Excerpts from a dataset

--- START ---

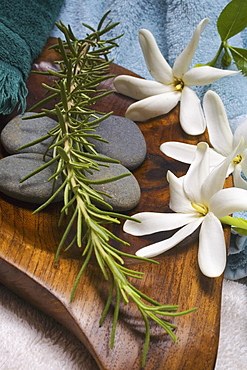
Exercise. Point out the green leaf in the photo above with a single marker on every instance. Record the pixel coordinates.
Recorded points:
(240, 231)
(233, 19)
(240, 58)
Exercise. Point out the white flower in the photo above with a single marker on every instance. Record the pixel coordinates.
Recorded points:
(171, 85)
(223, 141)
(198, 199)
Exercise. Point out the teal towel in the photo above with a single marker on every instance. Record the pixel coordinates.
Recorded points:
(24, 29)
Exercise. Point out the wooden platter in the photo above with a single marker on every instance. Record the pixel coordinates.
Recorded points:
(29, 243)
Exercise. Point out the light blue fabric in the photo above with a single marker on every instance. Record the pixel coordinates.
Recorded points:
(172, 23)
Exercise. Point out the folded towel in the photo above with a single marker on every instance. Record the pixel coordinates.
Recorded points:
(24, 29)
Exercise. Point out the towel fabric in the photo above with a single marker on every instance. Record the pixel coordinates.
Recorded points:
(31, 340)
(24, 29)
(172, 23)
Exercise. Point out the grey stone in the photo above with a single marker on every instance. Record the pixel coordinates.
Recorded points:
(126, 142)
(19, 132)
(124, 193)
(36, 189)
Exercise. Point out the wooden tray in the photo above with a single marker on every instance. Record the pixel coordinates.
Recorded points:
(29, 242)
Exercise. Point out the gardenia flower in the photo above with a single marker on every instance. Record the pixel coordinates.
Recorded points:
(223, 141)
(171, 85)
(198, 200)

--- END ---

Each line from the one containing "Exercise. Point out the grey" through the final line of the records must be repeated exactly, with no line added or dropped.

Exercise. Point out the grey stone in the photo above with a single marker on every instance. Record the pixel coordinates.
Recorded points:
(126, 142)
(19, 132)
(124, 193)
(36, 189)
Exercise. Point out the wooden tray in the photo above with a single marker on every instance. Record the pixel coordinates.
Recorded points:
(29, 242)
Exercise. Point out the gardenia flower in the photo above with a single marker on every instance. Record the pixel coordinates.
Recorded points:
(223, 141)
(171, 85)
(198, 200)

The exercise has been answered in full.